== PROBLEM TO WORK ON ==
Repeat each of the rows below word for word, with nothing changed.

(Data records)
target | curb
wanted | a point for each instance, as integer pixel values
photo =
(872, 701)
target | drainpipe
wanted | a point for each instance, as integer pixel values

== FINISHED ANSWER ==
target | curb
wanted | a point for each instance, as integer pixel values
photo =
(872, 701)
target | drainpipe
wanted | a point for each instance, as integer pixel values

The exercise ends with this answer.